# Task to carry out:
Strip out all images, then restate the data verbatim.

Referring expression pointing data:
== Segment start ==

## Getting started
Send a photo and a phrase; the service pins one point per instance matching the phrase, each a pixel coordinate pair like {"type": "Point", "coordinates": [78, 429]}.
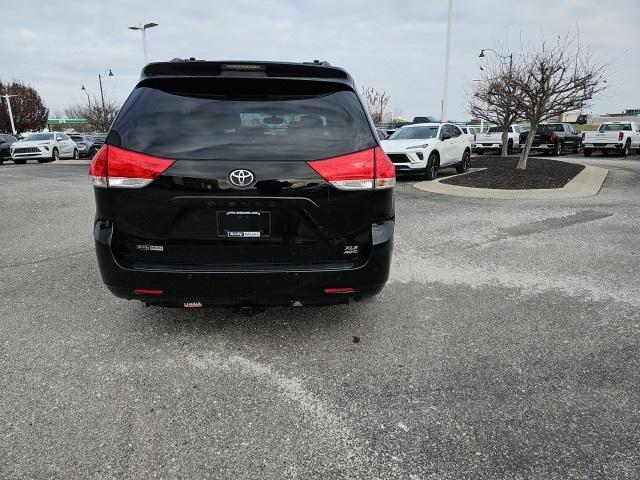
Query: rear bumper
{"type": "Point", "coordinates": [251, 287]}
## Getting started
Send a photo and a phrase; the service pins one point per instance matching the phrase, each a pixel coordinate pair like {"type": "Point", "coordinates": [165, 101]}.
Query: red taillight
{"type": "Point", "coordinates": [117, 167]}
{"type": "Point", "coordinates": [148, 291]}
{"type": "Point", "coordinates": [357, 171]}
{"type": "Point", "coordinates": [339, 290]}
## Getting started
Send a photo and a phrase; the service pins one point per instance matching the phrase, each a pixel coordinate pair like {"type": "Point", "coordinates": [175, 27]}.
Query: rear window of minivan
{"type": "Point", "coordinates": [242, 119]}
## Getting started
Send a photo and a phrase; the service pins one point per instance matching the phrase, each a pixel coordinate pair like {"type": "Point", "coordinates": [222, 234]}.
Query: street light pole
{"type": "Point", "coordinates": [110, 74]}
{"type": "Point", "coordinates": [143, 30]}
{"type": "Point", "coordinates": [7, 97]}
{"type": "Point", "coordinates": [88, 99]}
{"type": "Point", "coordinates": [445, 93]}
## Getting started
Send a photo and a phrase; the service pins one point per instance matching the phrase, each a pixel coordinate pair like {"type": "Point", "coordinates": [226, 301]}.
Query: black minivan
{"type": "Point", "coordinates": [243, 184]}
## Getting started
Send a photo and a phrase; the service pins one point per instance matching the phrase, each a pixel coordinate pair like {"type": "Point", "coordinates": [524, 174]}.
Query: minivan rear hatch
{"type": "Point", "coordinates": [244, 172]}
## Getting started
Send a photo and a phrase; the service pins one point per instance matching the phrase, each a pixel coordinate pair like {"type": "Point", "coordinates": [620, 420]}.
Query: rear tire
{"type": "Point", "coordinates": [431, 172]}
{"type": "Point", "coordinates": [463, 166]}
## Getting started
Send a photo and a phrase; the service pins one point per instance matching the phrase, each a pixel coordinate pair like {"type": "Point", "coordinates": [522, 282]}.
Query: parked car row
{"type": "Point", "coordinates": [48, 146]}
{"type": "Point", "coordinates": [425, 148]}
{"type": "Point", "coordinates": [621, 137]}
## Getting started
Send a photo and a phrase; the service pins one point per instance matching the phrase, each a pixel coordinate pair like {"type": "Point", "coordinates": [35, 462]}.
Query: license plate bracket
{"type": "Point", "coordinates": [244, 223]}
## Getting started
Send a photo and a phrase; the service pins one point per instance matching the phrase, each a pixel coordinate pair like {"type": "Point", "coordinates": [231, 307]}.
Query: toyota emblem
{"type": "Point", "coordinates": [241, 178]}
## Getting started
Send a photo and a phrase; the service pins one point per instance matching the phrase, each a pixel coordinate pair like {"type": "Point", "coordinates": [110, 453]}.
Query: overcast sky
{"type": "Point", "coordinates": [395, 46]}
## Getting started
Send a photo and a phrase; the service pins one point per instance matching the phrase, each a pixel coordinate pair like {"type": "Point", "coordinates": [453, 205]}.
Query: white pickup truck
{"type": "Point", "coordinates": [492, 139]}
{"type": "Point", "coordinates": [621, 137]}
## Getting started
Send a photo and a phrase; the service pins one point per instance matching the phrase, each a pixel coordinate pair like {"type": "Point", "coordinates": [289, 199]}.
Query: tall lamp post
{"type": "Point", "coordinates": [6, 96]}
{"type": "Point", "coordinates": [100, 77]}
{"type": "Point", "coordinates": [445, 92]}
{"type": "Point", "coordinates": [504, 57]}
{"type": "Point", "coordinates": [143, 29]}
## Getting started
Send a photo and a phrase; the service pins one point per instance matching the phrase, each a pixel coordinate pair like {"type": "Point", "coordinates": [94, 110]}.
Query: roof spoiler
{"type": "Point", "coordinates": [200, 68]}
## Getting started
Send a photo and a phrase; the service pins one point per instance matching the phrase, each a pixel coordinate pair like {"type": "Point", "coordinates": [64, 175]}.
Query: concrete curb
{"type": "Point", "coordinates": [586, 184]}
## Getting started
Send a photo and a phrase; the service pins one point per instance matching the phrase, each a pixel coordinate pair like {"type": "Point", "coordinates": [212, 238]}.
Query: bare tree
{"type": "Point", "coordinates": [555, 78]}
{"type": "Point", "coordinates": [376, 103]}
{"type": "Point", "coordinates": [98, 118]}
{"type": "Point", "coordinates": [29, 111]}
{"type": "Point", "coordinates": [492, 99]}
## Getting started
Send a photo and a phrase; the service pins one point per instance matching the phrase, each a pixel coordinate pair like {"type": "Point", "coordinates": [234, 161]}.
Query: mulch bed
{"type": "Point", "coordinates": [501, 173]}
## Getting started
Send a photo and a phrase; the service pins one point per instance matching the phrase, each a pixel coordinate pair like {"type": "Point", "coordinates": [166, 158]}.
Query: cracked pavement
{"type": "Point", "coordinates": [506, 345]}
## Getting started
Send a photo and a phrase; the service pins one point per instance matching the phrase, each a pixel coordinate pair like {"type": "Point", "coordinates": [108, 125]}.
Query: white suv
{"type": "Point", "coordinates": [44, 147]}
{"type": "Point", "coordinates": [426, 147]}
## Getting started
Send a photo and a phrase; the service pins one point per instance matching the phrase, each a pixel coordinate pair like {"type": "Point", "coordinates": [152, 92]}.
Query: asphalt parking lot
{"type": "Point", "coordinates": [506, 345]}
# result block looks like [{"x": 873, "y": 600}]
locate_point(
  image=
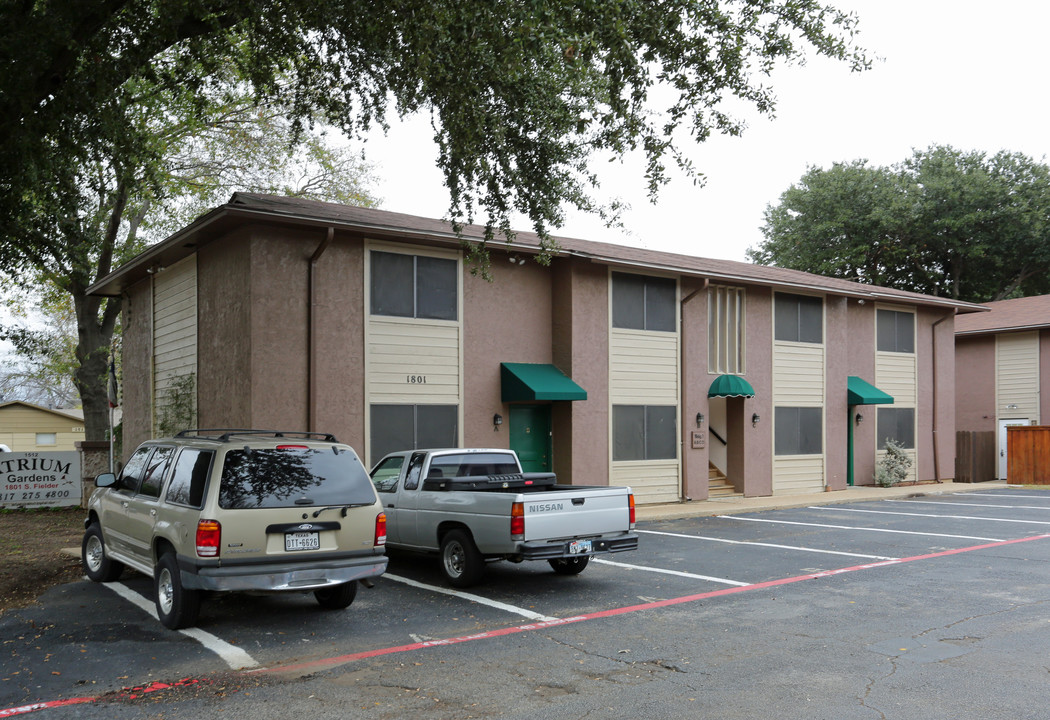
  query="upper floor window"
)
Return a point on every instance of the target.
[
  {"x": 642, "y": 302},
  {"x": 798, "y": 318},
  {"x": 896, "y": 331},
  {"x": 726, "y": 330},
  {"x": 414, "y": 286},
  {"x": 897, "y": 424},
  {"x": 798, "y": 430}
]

== Segment end ==

# Result of the exercise:
## Getting started
Send a photo and a phrase; the service pins one point per instance matching the phrase, each a pixel coordinate pair like {"type": "Point", "coordinates": [78, 429]}.
Query: rear bumper
{"type": "Point", "coordinates": [251, 287]}
## Getting started
Send a photo and a phrase; the service pins one point per instance matching the phrase, each a pixel coordinate pair like {"type": "Point", "coordinates": [165, 101]}.
Query: red taillight
{"type": "Point", "coordinates": [117, 167]}
{"type": "Point", "coordinates": [148, 291]}
{"type": "Point", "coordinates": [357, 171]}
{"type": "Point", "coordinates": [339, 290]}
## Getting started
Send a photo and a phrase; the service pins one point per instance matching the phrase, each a pixel coordinate pair like {"type": "Point", "coordinates": [175, 27]}.
Query: rear window of minivan
{"type": "Point", "coordinates": [242, 119]}
## Getting started
Send a photo and a phrase; the service pins one point per instance matching the phrase, each a pixel coordinate pair like {"type": "Point", "coordinates": [222, 234]}.
Query: street light pole
{"type": "Point", "coordinates": [110, 74]}
{"type": "Point", "coordinates": [143, 30]}
{"type": "Point", "coordinates": [7, 97]}
{"type": "Point", "coordinates": [88, 99]}
{"type": "Point", "coordinates": [445, 93]}
## Getting started
Send a photo and a phrase; the service pins one point per instance matching the phrase, each a pixel coordinate pair like {"type": "Point", "coordinates": [226, 301]}.
Query: black minivan
{"type": "Point", "coordinates": [243, 184]}
## Getting started
Send a photo and a phrase; the service pins one point per instance matching the phrase, each a pixel coordinate pair like {"type": "Point", "coordinates": [524, 174]}.
Query: minivan rear hatch
{"type": "Point", "coordinates": [244, 172]}
## Getting started
Send a photo and a phrase; the service pins one point per instance matching the phrase, each a pixel coordinate pair like {"type": "Point", "coordinates": [620, 420]}.
Query: rear tire
{"type": "Point", "coordinates": [431, 172]}
{"type": "Point", "coordinates": [463, 166]}
## Getting started
Send a photo and a phrase; the service pins one point per instance matching the phrase, each a pixel coordinate pair like {"type": "Point", "coordinates": [522, 282]}.
Query: parked car row
{"type": "Point", "coordinates": [48, 146]}
{"type": "Point", "coordinates": [425, 148]}
{"type": "Point", "coordinates": [621, 137]}
## Getting started
Send a photo and a phrase; the service pins one point per instance matching the phrase, each a pixel coordinate pair like {"type": "Point", "coordinates": [35, 462]}.
Query: license plate bracket
{"type": "Point", "coordinates": [244, 223]}
## Getting started
Send a photo and a phrase; the service pins one point per instance matching the phrase, each a pixel coordinate pair like {"type": "Point", "coordinates": [231, 307]}.
Query: toyota emblem
{"type": "Point", "coordinates": [241, 178]}
## Getting started
Send a photo and a phrase; the service pins one point per instance matching the phrase, each a pixel coordinate pair like {"type": "Point", "coordinates": [110, 453]}.
Query: overcast sky
{"type": "Point", "coordinates": [395, 46]}
## Getting started
Send a photo and a phrase; the service pins one point per instance matching the phrase, each a pixel coordinate pair like {"type": "Point", "coordinates": [453, 205]}.
Query: white pickup truck
{"type": "Point", "coordinates": [492, 139]}
{"type": "Point", "coordinates": [621, 137]}
## Getting started
Send a photo and a phrase; the service pins one point per instance matching the phrase, each a pixel coordinate pair like {"type": "Point", "coordinates": [289, 199]}.
Query: tall lamp post
{"type": "Point", "coordinates": [6, 96]}
{"type": "Point", "coordinates": [100, 77]}
{"type": "Point", "coordinates": [445, 92]}
{"type": "Point", "coordinates": [504, 57]}
{"type": "Point", "coordinates": [143, 29]}
## Getting started
Send a photo and a phrase; the service pins one point per instance matching the phrase, each a pixel coordinate pair like {"type": "Point", "coordinates": [94, 110]}.
Query: roof spoiler
{"type": "Point", "coordinates": [200, 68]}
## Getting started
Send a photo and a phrase; the service pins one point per instance matching the phrase, each a pixel coordinate pair like {"type": "Point", "coordinates": [64, 175]}.
Query: concrete curb
{"type": "Point", "coordinates": [586, 184]}
## Getting started
Send a photo and a phrase; the service pins one point per instance matching the phrase, each a pixel coordinate pair like {"type": "Point", "coordinates": [212, 238]}.
Query: bare tree
{"type": "Point", "coordinates": [555, 78]}
{"type": "Point", "coordinates": [376, 103]}
{"type": "Point", "coordinates": [98, 118]}
{"type": "Point", "coordinates": [29, 111]}
{"type": "Point", "coordinates": [492, 99]}
## Getting started
Send a photo and a phrase; the service pins one point per instance matching the phrase, each a pixel coordinate pair like {"type": "Point", "coordinates": [234, 161]}.
Query: mulch bed
{"type": "Point", "coordinates": [501, 173]}
## Getting started
Send a photo and a phrase; the service pins one point per instance matching the phrase, each a pixel coordinate pair like {"type": "Point", "coordinates": [166, 158]}.
Query: cracked pavement
{"type": "Point", "coordinates": [506, 345]}
## Getting started
Send a photo and a phrase; the service pins one point per instance matching the phrase, each a pixel coordinate pair like {"type": "Point", "coordinates": [108, 125]}.
Query: white suv
{"type": "Point", "coordinates": [44, 147]}
{"type": "Point", "coordinates": [426, 147]}
## Getting started
Send a photo and a phrase; the service pins one point per instance matching the phrase, each a pixel coordinate pair like {"type": "Point", "coordinates": [152, 92]}.
Query: asphalt parking lot
{"type": "Point", "coordinates": [506, 345]}
# result block looks like [{"x": 873, "y": 600}]
locate_point(
  image=
  query="upper floor window"
)
Return a point on every instance of the target.
[
  {"x": 642, "y": 302},
  {"x": 798, "y": 318},
  {"x": 896, "y": 331},
  {"x": 726, "y": 330},
  {"x": 414, "y": 286},
  {"x": 897, "y": 424},
  {"x": 798, "y": 430}
]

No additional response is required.